WHAT YOU WILL DO:
A: Edit the text on the Stockholm Convention between "Negotiated as part" and "p-dioxins, and dibenzofurans.", inclusive, replacing "treaty" with "agreement".
B: Answer these questions from the text on the Stockholm Convention:
(i) From what date will the global restrictions on persistent organic pollutants apply?
(ii) Which country provided the 50th ratification?
(iii) By what year could the EU ban hexachlorocyclohexane products?

==== EXTRACTED TEXT

Global restrictions on bioaccumulative chemicals classed as persistent organic pollutants (POPs) will apply.
Global restrictions on bioaccumulative chemicals classed as persistent organic pollutants (POPs) will apply from 17 May 2004, under the terms of the 2001 Stockholm Convention.
Negotiated as part of the United Nations Environment Programme (UNEP), the convention will now enter into force, thanks to France providing the crucial 50th ratification.
The Convention requires parties to ban several pesticides including chlordane and the chemical hexachlorobenzene. The treaty also requires eventual elimination of DDT, polychlorinated biphenyls (PCBs), polychlorinated dibenzo- p-dioxins, and dibenzofurans.
In Geneva, UNEP chief Klaus T?pfer welcomed moves to end production and use of ’highly toxic chemicals [which] have killed and injured people and wildlife by inducing cancer and damaging the nervous, reproductive, and immune systems’.
In the EU, where POPs are already banned or tightly controlled, a new EU regulation will come into force at about the same time as the Convention.
Members of the European Parliament stress that EU legislation will be more stringent than the convention. In particular they welcome prospects of an EU ban by 2008 on hexachlorocyclohexane products, including the pesticide lindane - a substance long targeted by environmental campaigners.

========
==== EXTRACTED RECORDS

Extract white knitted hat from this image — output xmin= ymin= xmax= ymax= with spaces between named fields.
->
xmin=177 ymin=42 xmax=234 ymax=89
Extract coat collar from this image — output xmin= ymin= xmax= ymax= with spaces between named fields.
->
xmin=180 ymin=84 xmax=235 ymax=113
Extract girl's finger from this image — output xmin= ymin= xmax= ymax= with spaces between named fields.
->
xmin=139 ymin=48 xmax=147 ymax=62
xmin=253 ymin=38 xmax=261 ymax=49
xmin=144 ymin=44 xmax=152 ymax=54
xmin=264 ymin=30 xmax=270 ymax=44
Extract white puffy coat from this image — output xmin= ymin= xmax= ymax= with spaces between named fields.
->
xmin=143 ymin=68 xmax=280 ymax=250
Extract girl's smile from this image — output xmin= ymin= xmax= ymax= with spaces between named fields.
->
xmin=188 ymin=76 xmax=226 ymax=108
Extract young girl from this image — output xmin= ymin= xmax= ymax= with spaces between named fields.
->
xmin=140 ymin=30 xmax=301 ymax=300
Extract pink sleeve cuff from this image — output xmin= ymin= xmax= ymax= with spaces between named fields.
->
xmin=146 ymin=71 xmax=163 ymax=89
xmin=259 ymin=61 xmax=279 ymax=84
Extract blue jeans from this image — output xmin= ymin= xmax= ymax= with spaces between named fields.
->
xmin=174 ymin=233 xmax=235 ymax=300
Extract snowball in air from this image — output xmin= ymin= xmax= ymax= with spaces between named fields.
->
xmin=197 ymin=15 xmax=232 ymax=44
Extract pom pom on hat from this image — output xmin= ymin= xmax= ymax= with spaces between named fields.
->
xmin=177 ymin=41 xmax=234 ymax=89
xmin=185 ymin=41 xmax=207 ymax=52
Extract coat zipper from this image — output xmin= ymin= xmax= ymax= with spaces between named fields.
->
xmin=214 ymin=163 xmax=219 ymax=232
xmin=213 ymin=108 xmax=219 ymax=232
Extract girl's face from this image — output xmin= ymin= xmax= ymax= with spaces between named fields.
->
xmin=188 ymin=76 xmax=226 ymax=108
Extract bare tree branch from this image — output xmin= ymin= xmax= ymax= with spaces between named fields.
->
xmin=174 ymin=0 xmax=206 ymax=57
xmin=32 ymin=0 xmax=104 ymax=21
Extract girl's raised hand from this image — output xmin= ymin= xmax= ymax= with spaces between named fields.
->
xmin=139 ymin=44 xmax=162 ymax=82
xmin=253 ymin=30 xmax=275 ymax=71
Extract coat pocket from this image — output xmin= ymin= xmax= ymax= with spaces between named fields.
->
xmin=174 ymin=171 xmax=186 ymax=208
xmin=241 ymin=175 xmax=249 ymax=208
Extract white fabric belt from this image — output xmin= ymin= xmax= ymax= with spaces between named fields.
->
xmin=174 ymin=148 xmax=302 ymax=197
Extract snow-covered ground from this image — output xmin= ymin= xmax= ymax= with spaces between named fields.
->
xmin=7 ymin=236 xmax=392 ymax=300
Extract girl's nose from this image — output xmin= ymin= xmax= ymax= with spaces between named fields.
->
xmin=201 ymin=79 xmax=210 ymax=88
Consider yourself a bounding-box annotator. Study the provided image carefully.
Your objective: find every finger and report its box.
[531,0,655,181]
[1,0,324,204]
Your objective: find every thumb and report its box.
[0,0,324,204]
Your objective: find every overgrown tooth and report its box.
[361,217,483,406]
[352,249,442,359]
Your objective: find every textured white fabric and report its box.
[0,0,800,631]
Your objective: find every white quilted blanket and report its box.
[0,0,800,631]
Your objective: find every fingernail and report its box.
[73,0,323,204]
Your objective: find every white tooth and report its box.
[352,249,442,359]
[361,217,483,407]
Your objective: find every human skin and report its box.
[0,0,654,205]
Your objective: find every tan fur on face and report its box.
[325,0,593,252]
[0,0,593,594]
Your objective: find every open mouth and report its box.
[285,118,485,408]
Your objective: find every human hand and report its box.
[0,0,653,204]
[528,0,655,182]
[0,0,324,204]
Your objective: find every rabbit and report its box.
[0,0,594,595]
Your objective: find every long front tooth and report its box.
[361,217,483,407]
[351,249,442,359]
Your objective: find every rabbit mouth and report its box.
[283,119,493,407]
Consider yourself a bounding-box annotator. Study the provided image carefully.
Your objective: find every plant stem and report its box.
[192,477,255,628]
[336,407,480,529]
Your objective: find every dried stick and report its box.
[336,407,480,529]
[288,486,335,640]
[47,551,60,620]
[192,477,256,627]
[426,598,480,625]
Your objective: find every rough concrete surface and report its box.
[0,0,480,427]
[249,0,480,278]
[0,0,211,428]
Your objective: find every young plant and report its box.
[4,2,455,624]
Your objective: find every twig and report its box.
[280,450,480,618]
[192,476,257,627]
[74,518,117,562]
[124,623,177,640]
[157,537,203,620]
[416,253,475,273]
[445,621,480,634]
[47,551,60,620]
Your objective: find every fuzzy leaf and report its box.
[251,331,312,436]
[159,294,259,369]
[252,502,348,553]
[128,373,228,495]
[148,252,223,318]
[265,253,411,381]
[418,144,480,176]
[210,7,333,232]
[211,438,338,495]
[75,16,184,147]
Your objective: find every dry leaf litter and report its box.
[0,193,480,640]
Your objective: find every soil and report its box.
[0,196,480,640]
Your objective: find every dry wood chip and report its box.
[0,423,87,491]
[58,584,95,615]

========

SOLUTION LIST:
A:
Negotiated as part of the United Nations Environment Programme (UNEP), the convention will now enter into force, thanks to France providing the crucial 50th ratification.
The Convention requires parties to ban several pesticides including chlordane and the chemical hexachlorobenzene. The agreement also requires eventual elimination of DDT, polychlorinated biphenyls (PCBs), polychlorinated dibenzo- p-dioxins, and dibenzofurans.

B:
(i) 17 May 2004
(ii) France
(iii) 2008